▶ **Tugas yang Diminta**
- 1) Dalam kutipan tentang perjuangan berdemokrasi, apa dua pilihan yang disebut sebagai ujung dari sebuah perjuangan?
- 2) Tuliskan lanjutan kutipan tentang perjuangan berdemokrasi, dimulai setelah kalimat terakhir yang tersedia.

▶ **Kutipan Teks**
'''

Oleh: Memet Hamdan
BUKAN hanya rencana ataupun aksi yang harus diolah kelola dengan baik dan apik, risiko adalah bagian yang tidak terpisahkan dari sebuah proses berkegiatan. Tidak terkecuali, sebuah proses perjuangan yang berjalan tanpa perencanaan yang komprehensif, sangat berpotensi terhambat atau menghadapi faktor baru yang bisa dinilai “kebetulan” ataupun memang “sengaja” dibuat oleh pihak yang berkuasa yang menjadi lawannya untuk menghadang gerak Oposan.
Perjuangan adalah bentuk nyata sebuah persaingan, ujungnya hanya satu diantara dua pilihan: MENANG atau KALAH. Demikian juga dengan perjuangan membela demokrasi di negeri ini.
Dalam perjuangan berdemokrasi di negeri ini dimana saat ini rakyat mayoritas yang beragama Islam harus “tersudut” dalam satu barisan oposisi berhadapan dengan minoritas politisi yang duduk bergabung dalam barisan kekuasaan pemerintahan dan berperan sebagai satu rezim penguasa yang didukung bukan hanya kekuatan dan keuangan tapi juga, bahkan terutama, oleh kekuasaan dan kewenangan konstitusional.

'''

▶ **Data yang Diberikan**
'''

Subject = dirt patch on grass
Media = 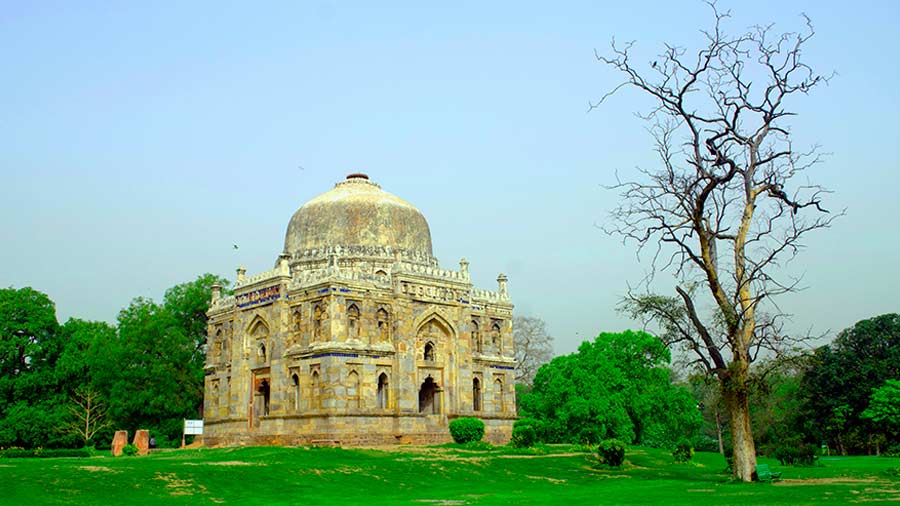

'''

▶ **Jawaban per Tugas**
- 1) Menang atau kalah.

- 2)
Sementara pihak oposan hanya memiliki kekuatan dan keuangan yang terbatas, sebaliknya pihak rezim penguasa disamping memiliki kekuasaan dan kewenangan juga memiliki kekuatan dan keuangan yang tidak berbatas.
Di atas kertas, bisa diprediksi secara cepat pihak oposan akan kalah.
Kalau opposan di negeri ini kalah, hal aneh akan terjadi yaitu mayoritas penduduk Indonesia yang beragama Islam akan tertindas dan dalam hitungan relatif cepat. Negeri ini akan berubah baik secara ideologis, politis, ekonomi serta ketatanegaraan.
Negeri ini tidak lagi akan memegang Pancasila sebagai dasar falsafah hidup berbangsa serta bernegara dan Undang Undang Dasar (UUD) 1945 yang sejatinya dibuat sebagai pengejawantahan semua gagasan Para Pendiri Negara ini untuk memakmurkan rakyatnya serta memberikan peran kepada negara di dalam kehidupan dunia internasional, akan berubah menjadi negara komunis yang berorientasi ke China.
Apabila oposan yang notabene merupakan keseluruhan masyarakat lokal tapi mayoritas penduduk beragama Islam, negeri ini akan berubah posisinya menjadi “mayoritas” yang tertindas.
Bisa diprediksi bahwa roda pemerintahan negeri ini selalu diancam instabilitas. Akibatnya, secara spesifik, yang sekarang ini namanya oposan akan habis dan dihabisi.
Kalau oposan menang, sejatinya, akan terjadi re-formasi total. Keberhasilan aksi masa dan/atau impeachment harusnya diikuti dengan Darurat Militer.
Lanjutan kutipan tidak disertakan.